Исходный текст |
Здесь можно было бы вспомнить, что Кант при известии о начале Французской революции снял профессорскую шапочку и повторил слова евангельского Симеона: «Ныне отпущаеши раба Твоего Владыко!» Но непосредственно ближе всего к карамзинскому отрывку, конечно, песнь «К Радости» Шиллера с ее рефреном:

Обнимитесь, миллионы!

Именно восстанавливая уже ушедшую в прошлое атмосферу парижских бесед, Карамзин называл Вольцогена в 1801 году «гражданином вселенной». При первом известии о взятии Бастилии, еще не выехав за пределы Германии, Карамзин бросился читать «Заговор Фиеско в Генуе», в Париже он жил в атмосфере бесед о Шиллере и чтения его произведений. А шиллеровские взгляды на развертывавшуюся перед глазами поколения историческую драму были сложными и совсем не укладывались в ту примитивную схему (сначала прекраснодушный энтузиазм, а потом, когда революция вступила в решительную стадию, филистерский испуг), которую часто им приписывают.

Для Шиллера политика и нравственность были неразделимы. Предметом его постоянных раздумий была этическая цена, которую придется заплатить за свободу. Аморальная тактика ведет к деградации самой идеи. Никто так остро не ставил вопрос о нравственной цене тактики, как Шиллер. Одновременно именно в 1790 году Шиллер вплотную подошел к историческому взгляду на события. Не случайно он уже автор «Истории отпадения Нидерландов» и профессор истории в Иене. Он пытается понять события, отойдя от них, осмыслить их через призму нидерландской революции. Этот глубокий и несколько отстраненный взгляд имеет, однако, и другую сторону; профессорская кафедра, молодая жена, слабое здоровье, крошечные немецкие княжества, газеты как посредники между мыслителем и историей — все это скрадывает остроту, располагает к созерцанию. Мысль делается глубокой и всеохватывающей, но теряется непосредственное ощущение «минуты роковой», неотступно надвигающейся катастрофы.

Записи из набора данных

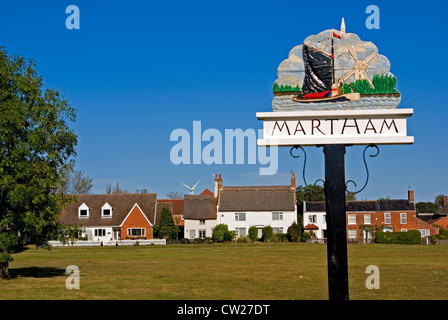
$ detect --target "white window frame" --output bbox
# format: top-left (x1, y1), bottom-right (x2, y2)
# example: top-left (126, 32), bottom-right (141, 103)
top-left (347, 214), bottom-right (356, 225)
top-left (384, 212), bottom-right (392, 224)
top-left (235, 212), bottom-right (246, 221)
top-left (400, 212), bottom-right (408, 224)
top-left (348, 229), bottom-right (358, 239)
top-left (78, 203), bottom-right (90, 219)
top-left (101, 202), bottom-right (112, 219)
top-left (93, 228), bottom-right (106, 237)
top-left (198, 229), bottom-right (207, 239)
top-left (272, 212), bottom-right (283, 221)
top-left (364, 213), bottom-right (372, 224)
top-left (126, 228), bottom-right (146, 237)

Задания |
1. Перескажите короче, в виде списка, абзац исходного текста, который начинается словами «Для Шиллера политика и нравственность», сохранив его главные факты.
2. Ответьте по исходному тексту на вопросы:
(a) Что сделал Кант при известии о начале Французской революции?
(b) Какое произведение бросился читать Карамзин при первом известии о взятии Бастилии?
(c) В каком городе Шиллер был профессором истории?

Ответы |
1.
- Для Шиллера политика и нравственность неразделимы. Он постоянно размышлял об этической цене свободы и считал, что аморальная тактика ведёт к деградации самой идеи.
- Никто не ставил вопрос о нравственной цене тактики так остро, как он.
- В 1790 году Шиллер, уже автор «Истории отпадения Нидерландов» и профессор истории в Иене, подошёл к историческому взгляду на события. Он осмыслял их, отойдя от них, через призму нидерландской революции.
- У этого отстранённого взгляда есть и другая сторона. Кафедра, молодая жена, слабое здоровье, крошечные немецкие княжества и газеты как посредники скрадывают остроту и располагают к созерцанию.
- Мысль становится глубокой и всеохватывающей, но теряется непосредственное ощущение «минуты роковой», надвигающейся катастрофы.

2.
(a) Снял профессорскую шапочку и повторил слова евангельского Симеона: «Ныне отпущаеши раба Твоего Владыко!»
(b) «Заговор Фиеско в Генуе».
(c) В Иене.